• _DATA PROVIDED_
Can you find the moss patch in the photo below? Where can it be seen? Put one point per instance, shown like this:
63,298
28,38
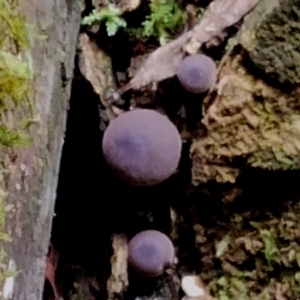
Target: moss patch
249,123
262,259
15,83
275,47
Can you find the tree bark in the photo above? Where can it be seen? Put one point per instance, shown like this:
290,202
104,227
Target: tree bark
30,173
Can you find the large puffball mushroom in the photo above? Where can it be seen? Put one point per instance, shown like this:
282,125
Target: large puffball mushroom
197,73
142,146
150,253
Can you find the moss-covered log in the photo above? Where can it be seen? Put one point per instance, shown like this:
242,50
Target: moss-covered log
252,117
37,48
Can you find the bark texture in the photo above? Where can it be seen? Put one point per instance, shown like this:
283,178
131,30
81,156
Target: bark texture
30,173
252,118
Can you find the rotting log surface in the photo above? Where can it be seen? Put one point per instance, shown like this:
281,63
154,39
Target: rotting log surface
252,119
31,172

==

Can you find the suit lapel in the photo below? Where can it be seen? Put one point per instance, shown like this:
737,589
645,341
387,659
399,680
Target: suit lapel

...

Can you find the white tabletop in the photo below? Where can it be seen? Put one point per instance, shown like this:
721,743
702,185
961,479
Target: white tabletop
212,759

• _WHAT YOU SHOULD DO_
Identify every line in the records above that contains the word "like", and copy each such line in full.

• _RESULT FOR THIS EXERCISE_
Can you find the moss patch in the photo below? Where can it be seen? Put one point per instance, shown like this:
Can you find the tree bark in the photo above? Where can it be seen? Put one point per instance, shown like this:
Can you find the large puffball mushroom in the photo above? Where can it be seen? Put one point per instance, shown like this:
Can you find the moss-covered log in the photo above? Where can it be seen? Put one point per instance, shown like this:
Can you find the bark texture in the photo above? Where can it be seen? Put one point per instance, shown like this:
Can you find the rotting log surface in the photo above? Where can it be seen? Put one point per instance, shown like this:
Can you find the suit lapel in the photo below? Where can it be seen? Put one point per instance, shown like this:
Can you find the white tabletop in the photo below? Where can it be seen? Put one point per instance, shown like this:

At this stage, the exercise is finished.